_TEXTE_.
****************
Sur ce thème d'une extrême richesse, Ursula K. Le Guin a écrit le plus beau, le plus sobre des romans, son chef-d'œuvre, indéniablement. Texte inspiré sur le pouvoir du rêve, cet aquarium de la nuit où la pensée à l'état de nébuleuse matérialise les poissons solubles du possible. Et sur l'utilité du réel où le rêveur, à force de s'y cogner la tête, opère — ou n'opère pas — son accomplissement existentiel. Sur l'autorité décisionnaire de l'Homme à propos de son destin et celui de ses descendants, l'incompatibilité philosophique du remords et de la guerre, la contradiction eschatologique du concept de religion avec celui de punition, l'opposition — tant matérielle que spirituelle — entre la pratique de la politique et l'idée de liberté.

Ce livre constitue la métaphore absolue de la démarche d'un écrivain de Science-Fiction. Par son intervention souveraine sur le réel auquel il injecte de fortes doses d'imaginaire, il en altère les données historiques, scientifiques, déforme les faits au profit d'hypothèses conjecturales. Il spécule sur le futur en cherchant à l'accréditer sans cesse à mesure que son écriture en modifie les critères. Comme la science, la SF est le laboratoire des vérités éphémères. Pour la troisième fois publié en français depuis 1975, l'Autre côté du rêve est le seul roman que je regrette de ne pas avoir écrit.

Philippe Curval → Magazine littéraire, nº 415, décembre 2002

Iain M. Banks : le Sens du vent

(Look to windward, 2000)
****************
_DONNÉES ENREGISTRÉES_.
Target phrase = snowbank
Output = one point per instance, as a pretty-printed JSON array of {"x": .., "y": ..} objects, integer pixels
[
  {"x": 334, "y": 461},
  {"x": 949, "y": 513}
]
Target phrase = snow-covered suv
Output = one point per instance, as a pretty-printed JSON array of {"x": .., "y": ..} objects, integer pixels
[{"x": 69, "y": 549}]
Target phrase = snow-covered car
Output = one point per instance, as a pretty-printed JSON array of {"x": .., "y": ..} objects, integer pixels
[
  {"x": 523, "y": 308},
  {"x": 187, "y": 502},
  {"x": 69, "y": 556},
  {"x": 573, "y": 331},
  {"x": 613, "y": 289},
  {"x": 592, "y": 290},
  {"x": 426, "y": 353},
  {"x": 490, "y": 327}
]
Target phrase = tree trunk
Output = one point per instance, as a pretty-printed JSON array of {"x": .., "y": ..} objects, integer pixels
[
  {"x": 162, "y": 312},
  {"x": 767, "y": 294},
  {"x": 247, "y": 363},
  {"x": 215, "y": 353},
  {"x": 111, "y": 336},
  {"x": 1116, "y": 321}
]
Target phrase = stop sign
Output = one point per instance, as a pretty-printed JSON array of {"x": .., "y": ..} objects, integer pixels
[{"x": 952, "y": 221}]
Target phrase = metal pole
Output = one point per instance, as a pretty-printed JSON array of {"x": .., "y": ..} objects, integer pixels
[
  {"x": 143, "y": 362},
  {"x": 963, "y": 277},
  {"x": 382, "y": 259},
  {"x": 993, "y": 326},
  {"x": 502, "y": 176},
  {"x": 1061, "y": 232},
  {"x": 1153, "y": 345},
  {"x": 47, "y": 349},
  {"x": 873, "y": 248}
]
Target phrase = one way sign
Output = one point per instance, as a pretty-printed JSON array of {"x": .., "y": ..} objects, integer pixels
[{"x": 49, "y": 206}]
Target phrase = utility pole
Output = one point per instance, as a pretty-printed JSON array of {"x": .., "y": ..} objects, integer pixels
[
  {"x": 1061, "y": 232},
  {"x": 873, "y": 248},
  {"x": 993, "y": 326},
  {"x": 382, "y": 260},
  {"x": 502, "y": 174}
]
****************
_CONSIGNE RÉDIGÉE_.
Répondez à ces questions sur la critique :
1. Qui a écrit le roman dont traite la critique ?
2. Depuis quelle année le roman est-il publié en français ?
3. Comme la science, de quoi la SF est-elle le laboratoire ?
Les entrées n'interviennent pas ici.

_TÂCHE RÉALISÉE_.
1. Ursula K. Le Guin.
2. Depuis 1975.
3. Des vérités éphémères.